■ Given exercise ■
Rewrite all of the rows below, changing every "match tally" to "match count" and keeping everything else the same. Leave the pictures out of your answer.

■ Entries shown ■
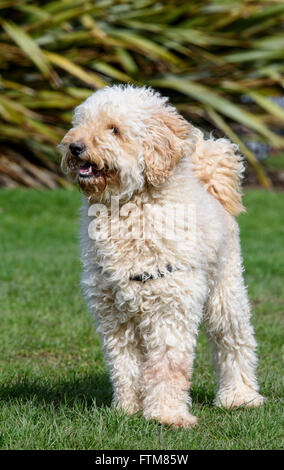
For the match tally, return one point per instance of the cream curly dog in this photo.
(150, 292)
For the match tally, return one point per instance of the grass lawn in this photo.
(54, 387)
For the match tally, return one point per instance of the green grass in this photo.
(54, 387)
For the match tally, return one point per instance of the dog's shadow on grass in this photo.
(90, 390)
(94, 389)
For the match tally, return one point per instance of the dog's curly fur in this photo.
(142, 151)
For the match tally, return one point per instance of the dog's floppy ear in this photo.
(167, 132)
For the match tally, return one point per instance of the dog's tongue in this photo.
(86, 169)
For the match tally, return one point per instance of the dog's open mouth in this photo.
(91, 177)
(87, 170)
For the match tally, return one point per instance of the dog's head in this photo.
(122, 139)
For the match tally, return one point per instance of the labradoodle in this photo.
(142, 167)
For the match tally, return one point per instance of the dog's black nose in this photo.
(77, 148)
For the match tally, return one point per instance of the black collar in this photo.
(143, 277)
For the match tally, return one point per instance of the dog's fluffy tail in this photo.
(219, 167)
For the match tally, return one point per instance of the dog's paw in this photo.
(235, 398)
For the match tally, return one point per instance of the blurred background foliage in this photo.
(219, 61)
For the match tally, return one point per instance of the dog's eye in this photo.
(115, 130)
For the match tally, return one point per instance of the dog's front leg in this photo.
(169, 334)
(124, 356)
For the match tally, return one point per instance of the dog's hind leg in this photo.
(227, 323)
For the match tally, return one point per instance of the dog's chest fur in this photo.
(141, 249)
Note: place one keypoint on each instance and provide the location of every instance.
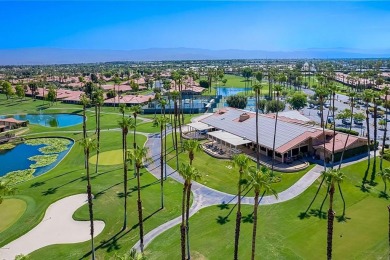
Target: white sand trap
(57, 227)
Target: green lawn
(10, 211)
(283, 235)
(218, 174)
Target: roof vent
(243, 117)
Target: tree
(137, 156)
(89, 144)
(257, 88)
(19, 90)
(7, 89)
(125, 124)
(332, 177)
(189, 173)
(237, 101)
(51, 95)
(242, 162)
(297, 100)
(261, 182)
(385, 175)
(204, 83)
(273, 106)
(162, 122)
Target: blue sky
(255, 25)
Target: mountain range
(46, 56)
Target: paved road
(204, 196)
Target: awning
(229, 138)
(200, 126)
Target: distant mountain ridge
(46, 56)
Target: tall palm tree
(385, 174)
(278, 88)
(376, 100)
(98, 101)
(137, 156)
(367, 98)
(122, 109)
(333, 176)
(89, 145)
(257, 89)
(261, 182)
(125, 124)
(85, 101)
(386, 92)
(135, 110)
(242, 162)
(191, 146)
(162, 122)
(189, 173)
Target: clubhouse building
(233, 131)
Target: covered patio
(197, 130)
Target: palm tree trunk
(331, 215)
(368, 144)
(161, 166)
(90, 203)
(140, 218)
(182, 226)
(257, 131)
(238, 219)
(255, 209)
(125, 178)
(187, 219)
(373, 173)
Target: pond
(50, 120)
(17, 158)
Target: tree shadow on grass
(383, 195)
(248, 218)
(37, 184)
(49, 191)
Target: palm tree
(125, 124)
(332, 176)
(386, 92)
(189, 173)
(122, 109)
(261, 181)
(135, 110)
(85, 102)
(385, 174)
(89, 145)
(162, 122)
(278, 88)
(367, 98)
(376, 100)
(137, 156)
(257, 89)
(99, 101)
(242, 162)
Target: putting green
(10, 211)
(113, 157)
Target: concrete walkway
(57, 227)
(204, 196)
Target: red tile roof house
(129, 100)
(294, 137)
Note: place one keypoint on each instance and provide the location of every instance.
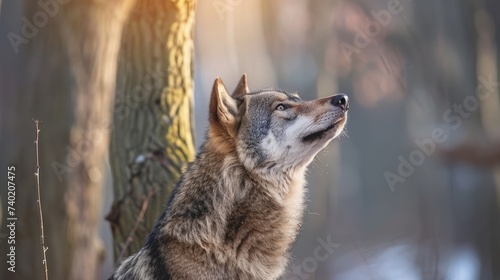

■ The result ■
For the match count, return one point per instance of the cream curly dog in this photo.
(150, 292)
For the match count, return one point per instance of the grass lawn in this photo.
(54, 387)
For the match count, return one point per instance of the green grass in this photo.
(54, 387)
For the match count, return one point per instance of the dog's shadow on grass in this photo.
(90, 390)
(94, 389)
For the match count, return one point per instance of the dog's curly fur in this photo.
(142, 151)
For the match count, return one point per instance of the dog's floppy ear in this photo.
(167, 132)
For the match count, return one point per instance of the dog's tongue in this photo.
(86, 169)
For the match count, return one point per instance of the dog's open mouth in this photo.
(91, 177)
(87, 170)
For the match count, return one point per instance of the dog's head in this photo.
(122, 139)
For the match count, return one point per instance of the labradoodle in this photo.
(142, 167)
For the match count, return one point per instance of the dog's black nose in this photo.
(77, 148)
For the match count, return one point per instance of the black collar in this photo.
(143, 277)
For the match count, return one point per instance of the dog's fluffy tail in this photo.
(219, 167)
For the match count, return one point per instance of the dog's paw in this photo.
(235, 398)
For the match count, return one point per instance of the blurred background foliage in this photo.
(219, 61)
For the match count, return one point per instance of the dog's eye in this photo.
(115, 130)
For the match count, return one point per instance of the dog's front leg in this photo.
(169, 334)
(124, 356)
For the match count, return one point per instance of the dog's hind leg in this photo.
(227, 323)
For the match count, return one point per instance of the dog's chest fur in this photo.
(141, 249)
Note: place one keypoint on each instance and provide the location of every instance.
Target: white sand trap
(57, 227)
Target: green lawn
(10, 211)
(283, 235)
(218, 174)
Target: roof vent
(243, 117)
Target: tree
(137, 156)
(89, 144)
(257, 88)
(19, 90)
(7, 89)
(125, 124)
(332, 177)
(189, 173)
(237, 101)
(51, 95)
(242, 162)
(297, 100)
(261, 182)
(385, 175)
(204, 83)
(273, 106)
(162, 122)
Target: blue sky
(255, 25)
Target: mountain range
(46, 56)
Target: paved road
(204, 196)
Target: awning
(229, 138)
(200, 126)
Target: distant mountain ridge
(46, 56)
Target: tall palm tree
(385, 174)
(278, 88)
(376, 100)
(98, 101)
(137, 156)
(367, 98)
(122, 109)
(333, 176)
(89, 145)
(257, 89)
(261, 182)
(125, 124)
(85, 101)
(386, 92)
(135, 110)
(242, 162)
(191, 146)
(162, 122)
(189, 173)
Target: clubhouse building
(233, 131)
Target: covered patio
(197, 130)
Target: palm tree trunk
(331, 215)
(368, 144)
(161, 166)
(90, 203)
(140, 218)
(182, 226)
(257, 131)
(238, 219)
(255, 209)
(125, 178)
(187, 219)
(373, 173)
Target: pond
(50, 120)
(17, 158)
Target: tree shadow on grass
(383, 195)
(248, 218)
(37, 184)
(49, 191)
Target: palm tree
(125, 124)
(332, 176)
(386, 92)
(189, 173)
(122, 109)
(261, 181)
(135, 110)
(85, 102)
(385, 174)
(89, 145)
(162, 122)
(278, 88)
(367, 98)
(376, 100)
(137, 156)
(257, 89)
(99, 101)
(242, 162)
Target: putting green
(10, 211)
(113, 157)
Target: concrete walkway
(57, 227)
(204, 196)
Target: red tile roof house
(129, 100)
(294, 137)
Note: place one keypoint on each instance and provide the location of every instance.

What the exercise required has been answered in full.